Seit Jahren habe ich mich auf diesen Augenblick gefreut, muss ich ganz ehrlich zugeben an dieser Stelle. Denn das Abitur ist ja nicht nur das Ziel sämtlicher Schullaufbahn, sondern ebenfalls eine grandiose Erfahrung ohnegleichen. Endlich darf man einmal in kleinkarierten Reihen unter den Argusaugen spezifisch dafür vom Staat bezahlter Pädagogen fünf Stunden lang an einem Text arbeiten. Und das ist noch nicht alles: Dieser Text bestimmt danach zu großen Teilen auch noch die persönliche Zukunft. Zu schön, um wahr zu sein.

Sackdoof, feige und verklemmt / ist Erdogan, der Präsident. / Sein Gelöt stinkt schlimm nach Döner / selbst ein Schweinefurz riecht schöner. / Er ist der Mann, der Mädchen schlägt / und dabei Gummimasken trägt (…)

Würde man nach den Gemeinsamkeiten der beiden Textbeispiele gefragt, so ergeben sich inhaltlich vor allem Diskrepanzen. Das Deutschabitur und der türkische Präsident – das klingt wie eine schlechte Werkvergleichsaufgabenstellung.

Fündig wird man bei der Frage nach den Gemeinsamkeiten erst, betrachtet man Methodik und Intention der zwei Texte, denn, so unterschiedlich sie auch sein mögen, sie berufen sich beide auf das gleiche Stilmittel der Ironie, der ironischen, überzogenen Übertreibung, und fallen so unter den Begriff der „Satire“.

Trotz des Umstands, dass es sich beides Mal um satirische Texte handelt, fallen die Reaktionen der Öffentlichkeit auf die Texte sehr unterschiedlich aus. Den ersten der beiden kann man lustig finden, wenn man möchte, oder man betrachtet ihn als ermüdendes Beispiel langweiliger Essay-Einleitungen im Deutsch-Abitur (hihi, ein Bezug zur „Rahmenhandlung“). Den zweiten der beiden Texte kann man natürlich auch lustig finden oder auch nicht, man kann allerdings sogar noch weiter gehen und sich fragen: Darf Satire das?

Das zumindest hat die deutsche und türkische Öffentlichkeit getan, als Böhmermann mit den Zeilen des zweiten Textes eine ironische Schmähkritik eröffnete. Beantwortet wiederum hat diese Frage, wenn wir es genau nehmen, allerdings lediglich die deutsche Öffentlichkeit. Pressefreiheit und so. Doch obwohl in der deutschen Öffentlichkeit zumindest diese als Common Ground herrscht, kam man auch hierzulande zu keinem eindeutigen Ergebnis, ob Böhmermann das darf, ob Satire das darf, was Satire überhaupt darf – alles?

Beginnt man die Betrachtung der geteilten Meinungen bei dem schwächsten Glied des Falls, so entpuppt sich dieses schnell als Sujet des Gedichtes selbst – der türkische Präsident Erdogan. Und vielleicht all jene, die türkischer Abstammung sind, zusätzlich Homosexuelle, denn das Gedicht enthielt auch eine homophobe Beleidigung. Kurz und gut: Vor allem die, die sich persönlich davon angegriffen fühlen, könnten die Frage, ob Satire das darf, mit nein beantworten.

> _Datenauszug_
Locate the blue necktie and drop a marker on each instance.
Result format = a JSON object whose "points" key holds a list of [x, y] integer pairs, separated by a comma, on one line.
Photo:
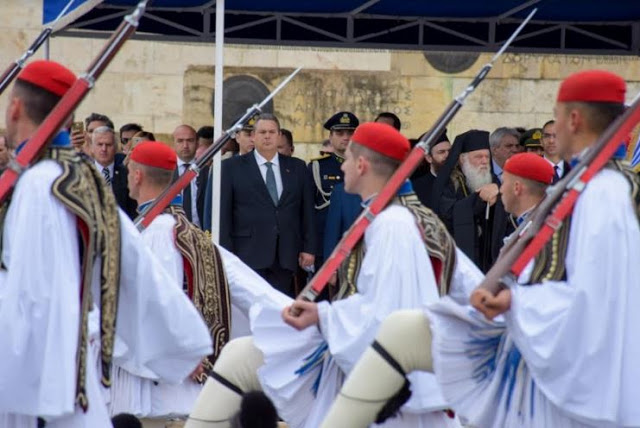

> _Arbeitsanweisungen_
A – Prüfe, ob die folgenden Aussagen mit dem Seitentext übereinstimmen, und belege jede Antwort mit den entscheidenden Worten des Textes. (i) Im ersten Textbeispiel arbeitet man im Abitur drei Stunden lang an einem Text. (ii) Beide Textbeispiele berufen sich auf das Stilmittel der Ironie. (iii) Die deutsche Öffentlichkeit kam zu keinem eindeutigen Ergebnis, ob Satire das darf.
B – Wer eröffnete laut Seitentext mit den Zeilen des zweiten Textes eine ironische Schmähkritik?
C – Erkläre bitte in ein bis drei Sätzen, warum beide Textbeispiele nach dem Seitentext unter den Begriff der Satire fallen.
Die Daten haben mit dem Seitentext nichts zu tun.

> _Lösungen_
A –
(i) Nein: „fünf Stunden lang an einem Text arbeiten“
(ii) Ja: „sie berufen sich beide auf das gleiche Stilmittel der Ironie“
(iii) Ja: „kam man auch hierzulande zu keinem eindeutigen Ergebnis“

B – Böhmermann.

C – Beide Texte berufen sich auf das gleiche Stilmittel, die Ironie, also die ironische, überzogene Übertreibung. Deshalb fallen sie trotz ihrer inhaltlichen Unterschiede unter den Begriff der „Satire“.